## Exercise instructions
Reproduce the forum thread on why definite integrals can come out negative word for word, from start to finish.

## Document extract
>> BEGIN
Question

Definite integral gives you the area, and area can't be negative. But while doing exercises, i cam across a lot of definite integrals, which after integrating, were giving negative answers. Why is it so?

Answer 1

Area in a direction can be negative; maybe

Answer 2

its either that or youve got your numbers backwards and are subtracting the smaller from the larger

Answer 3

15 - 3 = 12

3 - 15 = -12

Answer 4

well sometimes the area equals 0...so...that may b true...

Answer 5

For example, when you integrate this definite integral,
\[\int\limits_{-1}^{-3} (x-1)^{-3} dx\]
the answer is -3/32
is it so because of the negative limits?

Answer 6

hullo?

Answer 7

You are simply on the "other side" of normal

Answer 8

Ummm?

Answer 9

you can flip your bounds and it makes a (-) in front

Answer 10

it simply means that the area that you want is to the left of x=0

Answer 11

since you are working in a region that is "negative" to begin with, it gonne be a "negative" area

Answer 12

Alright, thank you...
>> END
## Data provided
>> BEGIN
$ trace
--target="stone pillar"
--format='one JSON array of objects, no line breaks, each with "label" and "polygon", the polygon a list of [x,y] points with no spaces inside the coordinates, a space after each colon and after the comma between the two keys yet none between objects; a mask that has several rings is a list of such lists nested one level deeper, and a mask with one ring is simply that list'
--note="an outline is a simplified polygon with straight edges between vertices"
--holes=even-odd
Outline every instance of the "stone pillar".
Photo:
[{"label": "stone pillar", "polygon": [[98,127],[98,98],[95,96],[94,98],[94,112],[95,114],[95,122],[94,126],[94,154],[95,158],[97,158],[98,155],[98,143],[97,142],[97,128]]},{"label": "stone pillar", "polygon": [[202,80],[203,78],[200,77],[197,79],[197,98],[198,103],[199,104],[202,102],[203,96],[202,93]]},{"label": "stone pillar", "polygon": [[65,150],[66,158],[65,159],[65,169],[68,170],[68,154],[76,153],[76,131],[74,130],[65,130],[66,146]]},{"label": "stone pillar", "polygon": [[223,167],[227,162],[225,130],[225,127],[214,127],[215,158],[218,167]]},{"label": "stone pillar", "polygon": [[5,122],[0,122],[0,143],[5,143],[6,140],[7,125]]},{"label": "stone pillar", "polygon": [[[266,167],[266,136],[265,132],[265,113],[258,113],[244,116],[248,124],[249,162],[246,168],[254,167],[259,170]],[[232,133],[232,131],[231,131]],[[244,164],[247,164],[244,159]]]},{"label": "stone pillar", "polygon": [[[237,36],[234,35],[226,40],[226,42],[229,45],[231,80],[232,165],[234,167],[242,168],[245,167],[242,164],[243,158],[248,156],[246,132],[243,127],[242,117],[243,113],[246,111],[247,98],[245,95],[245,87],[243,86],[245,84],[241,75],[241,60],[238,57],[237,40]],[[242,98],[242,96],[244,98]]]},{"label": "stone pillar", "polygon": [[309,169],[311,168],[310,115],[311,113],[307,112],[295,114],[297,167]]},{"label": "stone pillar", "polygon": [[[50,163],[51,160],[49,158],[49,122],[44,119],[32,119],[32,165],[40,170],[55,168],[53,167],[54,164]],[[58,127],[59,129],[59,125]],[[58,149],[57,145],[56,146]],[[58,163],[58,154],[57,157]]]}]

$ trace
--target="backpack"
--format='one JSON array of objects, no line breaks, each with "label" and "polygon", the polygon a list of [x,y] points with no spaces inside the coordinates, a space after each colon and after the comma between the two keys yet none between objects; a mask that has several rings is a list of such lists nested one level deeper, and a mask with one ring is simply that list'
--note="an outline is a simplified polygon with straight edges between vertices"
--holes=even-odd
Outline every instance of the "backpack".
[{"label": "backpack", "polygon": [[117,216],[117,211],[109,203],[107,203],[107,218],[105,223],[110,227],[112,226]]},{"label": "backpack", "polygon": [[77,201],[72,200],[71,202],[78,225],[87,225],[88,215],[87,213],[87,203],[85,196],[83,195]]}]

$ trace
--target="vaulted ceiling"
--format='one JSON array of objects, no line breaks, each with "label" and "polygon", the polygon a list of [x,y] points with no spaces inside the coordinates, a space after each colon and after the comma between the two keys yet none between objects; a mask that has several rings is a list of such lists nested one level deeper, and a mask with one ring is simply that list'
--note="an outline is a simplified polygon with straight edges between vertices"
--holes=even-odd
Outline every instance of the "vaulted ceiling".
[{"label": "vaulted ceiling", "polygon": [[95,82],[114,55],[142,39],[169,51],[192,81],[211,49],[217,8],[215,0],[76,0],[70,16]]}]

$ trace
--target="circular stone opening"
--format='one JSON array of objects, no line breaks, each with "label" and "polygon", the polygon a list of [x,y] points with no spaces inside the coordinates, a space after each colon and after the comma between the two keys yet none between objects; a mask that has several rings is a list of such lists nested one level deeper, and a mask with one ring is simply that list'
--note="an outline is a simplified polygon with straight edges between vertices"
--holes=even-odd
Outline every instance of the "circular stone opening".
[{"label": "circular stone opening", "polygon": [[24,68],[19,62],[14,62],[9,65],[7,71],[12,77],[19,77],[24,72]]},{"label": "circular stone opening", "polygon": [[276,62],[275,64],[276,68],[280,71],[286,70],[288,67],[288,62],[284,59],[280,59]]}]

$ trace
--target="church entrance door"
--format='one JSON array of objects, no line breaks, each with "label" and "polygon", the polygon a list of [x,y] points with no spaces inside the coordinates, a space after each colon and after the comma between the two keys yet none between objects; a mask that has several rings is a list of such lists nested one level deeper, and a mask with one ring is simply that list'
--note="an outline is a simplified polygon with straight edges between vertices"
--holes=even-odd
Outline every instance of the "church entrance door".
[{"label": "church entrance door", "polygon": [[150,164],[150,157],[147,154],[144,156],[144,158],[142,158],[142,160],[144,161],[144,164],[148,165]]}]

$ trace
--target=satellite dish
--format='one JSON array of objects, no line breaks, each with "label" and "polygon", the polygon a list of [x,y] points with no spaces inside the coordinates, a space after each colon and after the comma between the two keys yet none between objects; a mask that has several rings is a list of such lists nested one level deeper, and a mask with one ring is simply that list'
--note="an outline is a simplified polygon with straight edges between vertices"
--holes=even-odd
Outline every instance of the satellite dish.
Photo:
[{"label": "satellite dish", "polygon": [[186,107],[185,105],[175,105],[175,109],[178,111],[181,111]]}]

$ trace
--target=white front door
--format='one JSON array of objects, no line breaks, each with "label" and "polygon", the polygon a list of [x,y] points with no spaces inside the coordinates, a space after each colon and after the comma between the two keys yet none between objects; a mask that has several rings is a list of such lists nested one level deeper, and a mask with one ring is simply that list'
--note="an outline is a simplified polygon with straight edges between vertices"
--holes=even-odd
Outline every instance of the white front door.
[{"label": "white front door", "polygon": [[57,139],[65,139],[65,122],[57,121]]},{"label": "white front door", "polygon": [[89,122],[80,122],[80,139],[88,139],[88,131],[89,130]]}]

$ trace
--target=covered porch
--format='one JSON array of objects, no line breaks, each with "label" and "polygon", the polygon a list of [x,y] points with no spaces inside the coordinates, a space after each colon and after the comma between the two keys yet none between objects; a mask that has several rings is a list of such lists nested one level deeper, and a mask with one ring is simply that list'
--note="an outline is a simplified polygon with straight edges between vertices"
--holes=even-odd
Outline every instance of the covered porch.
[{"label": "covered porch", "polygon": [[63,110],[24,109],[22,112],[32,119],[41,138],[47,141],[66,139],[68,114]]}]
>> END
## Exercise result
Question

Definite integral gives you the area, and area can't be negative. But while doing exercises, i cam across a lot of definite integrals, which after integrating, were giving negative answers. Why is it so?

Answer 1

Area in a direction can be negative; maybe

Answer 2

its either that or youve got your numbers backwards and are subtracting the smaller from the larger

Answer 3

15 - 3 = 12

3 - 15 = -12

Answer 4

well sometimes the area equals 0...so...that may b true...

Answer 5

For example, when you integrate this definite integral,
\[\int\limits_{-1}^{-3} (x-1)^{-3} dx\]
the answer is -3/32
is it so because of the negative limits?

Answer 6

hullo?

Answer 7

You are simply on the "other side" of normal

Answer 8

Ummm?

Answer 9

you can flip your bounds and it makes a (-) in front

Answer 10

it simply means that the area that you want is to the left of x=0

Answer 11

since you are working in a region that is "negative" to begin with, it gonne be a "negative" area

Answer 12

Alright, thank you...